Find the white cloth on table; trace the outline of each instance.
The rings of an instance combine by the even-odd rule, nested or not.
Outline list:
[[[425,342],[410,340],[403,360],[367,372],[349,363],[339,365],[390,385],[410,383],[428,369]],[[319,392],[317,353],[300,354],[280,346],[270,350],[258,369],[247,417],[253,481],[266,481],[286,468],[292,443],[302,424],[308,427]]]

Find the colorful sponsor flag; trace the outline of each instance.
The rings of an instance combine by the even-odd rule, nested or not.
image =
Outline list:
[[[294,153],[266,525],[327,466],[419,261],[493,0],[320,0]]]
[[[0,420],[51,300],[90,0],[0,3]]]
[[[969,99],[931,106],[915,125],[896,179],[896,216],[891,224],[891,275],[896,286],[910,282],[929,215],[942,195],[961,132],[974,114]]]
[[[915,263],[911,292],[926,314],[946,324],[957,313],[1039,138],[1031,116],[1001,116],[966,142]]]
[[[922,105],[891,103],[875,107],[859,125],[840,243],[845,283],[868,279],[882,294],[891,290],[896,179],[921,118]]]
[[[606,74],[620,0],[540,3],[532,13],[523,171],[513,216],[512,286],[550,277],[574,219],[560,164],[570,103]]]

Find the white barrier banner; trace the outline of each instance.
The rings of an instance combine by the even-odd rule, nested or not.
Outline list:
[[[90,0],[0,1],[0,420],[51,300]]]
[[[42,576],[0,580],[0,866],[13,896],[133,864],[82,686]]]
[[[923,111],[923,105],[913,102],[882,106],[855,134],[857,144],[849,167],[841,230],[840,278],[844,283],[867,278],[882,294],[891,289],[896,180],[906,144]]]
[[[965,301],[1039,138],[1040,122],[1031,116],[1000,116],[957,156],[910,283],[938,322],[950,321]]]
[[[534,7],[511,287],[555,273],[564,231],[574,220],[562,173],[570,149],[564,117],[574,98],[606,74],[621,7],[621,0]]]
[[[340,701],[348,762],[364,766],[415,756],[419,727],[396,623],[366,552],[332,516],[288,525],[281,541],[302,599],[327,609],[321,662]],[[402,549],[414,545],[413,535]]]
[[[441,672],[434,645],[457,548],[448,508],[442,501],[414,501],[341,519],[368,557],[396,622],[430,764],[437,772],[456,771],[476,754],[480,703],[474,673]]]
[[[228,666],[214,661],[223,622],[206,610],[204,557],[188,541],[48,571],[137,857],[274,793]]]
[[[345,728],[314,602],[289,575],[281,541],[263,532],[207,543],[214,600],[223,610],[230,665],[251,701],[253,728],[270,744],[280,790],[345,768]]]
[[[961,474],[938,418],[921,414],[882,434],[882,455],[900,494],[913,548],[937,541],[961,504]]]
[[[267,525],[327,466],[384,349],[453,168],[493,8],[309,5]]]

● ● ● ● ● ● ●

Reproduce the stretch of material from the line containing "Find the white barrier" through the line containing "[[[42,576],[0,580],[0,866],[13,896],[133,864],[82,686]]]", both lines included, and keep the wording of the request lines unchanged. In the outline lines, shift every coordinate by adding 137 to it.

Find the white barrier banner; trace the outline of each instance.
The rings of an instance combine by the even-odd rule, nested or not.
Outline list:
[[[227,137],[137,138],[137,557],[188,437]]]
[[[179,713],[137,717],[137,1003],[150,1033],[270,1001],[219,823]]]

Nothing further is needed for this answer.